Return every line of the data below verbatim, changing nothing.

##### SUPPLIED DATA

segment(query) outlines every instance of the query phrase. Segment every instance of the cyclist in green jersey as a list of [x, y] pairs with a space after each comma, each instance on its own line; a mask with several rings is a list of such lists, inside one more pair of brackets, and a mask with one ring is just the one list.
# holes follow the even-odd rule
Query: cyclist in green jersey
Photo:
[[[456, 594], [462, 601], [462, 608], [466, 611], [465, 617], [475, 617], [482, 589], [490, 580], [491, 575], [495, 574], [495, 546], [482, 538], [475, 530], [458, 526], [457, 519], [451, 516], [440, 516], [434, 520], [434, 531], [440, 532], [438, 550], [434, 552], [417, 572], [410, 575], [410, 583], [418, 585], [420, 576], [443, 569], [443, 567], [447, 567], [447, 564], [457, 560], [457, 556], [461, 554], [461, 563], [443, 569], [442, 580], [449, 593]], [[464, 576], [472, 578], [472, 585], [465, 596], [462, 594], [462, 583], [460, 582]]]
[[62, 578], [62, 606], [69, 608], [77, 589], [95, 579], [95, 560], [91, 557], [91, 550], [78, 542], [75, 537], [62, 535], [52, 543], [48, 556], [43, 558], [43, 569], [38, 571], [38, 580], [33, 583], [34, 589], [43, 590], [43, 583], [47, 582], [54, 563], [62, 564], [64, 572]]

##########

__ANSWER TO THE PROBLEM__
segment(query) outlines every instance of the query phrase. Segment every instance of the cyclist in green jersey as a list of [x, y] pairs with a space after each comma, each instance on its own line; a mask with several rings is a list of such lists, inside one more pair of brackets, and a mask with one ring is just the one list.
# holes follow the even-odd rule
Query: cyclist in green jersey
Photo:
[[[456, 594], [462, 601], [462, 608], [466, 611], [465, 617], [475, 617], [482, 589], [490, 580], [491, 575], [495, 574], [495, 546], [482, 538], [475, 530], [458, 526], [457, 519], [451, 516], [440, 516], [434, 520], [434, 531], [440, 532], [438, 550], [434, 552], [417, 572], [410, 575], [410, 583], [418, 585], [420, 576], [443, 569], [443, 567], [447, 567], [447, 564], [457, 560], [457, 556], [461, 554], [461, 563], [443, 569], [442, 580], [449, 593]], [[464, 576], [472, 578], [472, 585], [465, 596], [462, 594], [462, 583], [460, 582]]]
[[62, 578], [62, 606], [69, 608], [77, 589], [95, 579], [95, 560], [91, 557], [91, 550], [78, 542], [75, 537], [62, 535], [52, 543], [48, 556], [43, 558], [43, 569], [38, 571], [38, 580], [33, 583], [34, 589], [43, 590], [43, 583], [47, 582], [54, 563], [62, 564], [64, 572]]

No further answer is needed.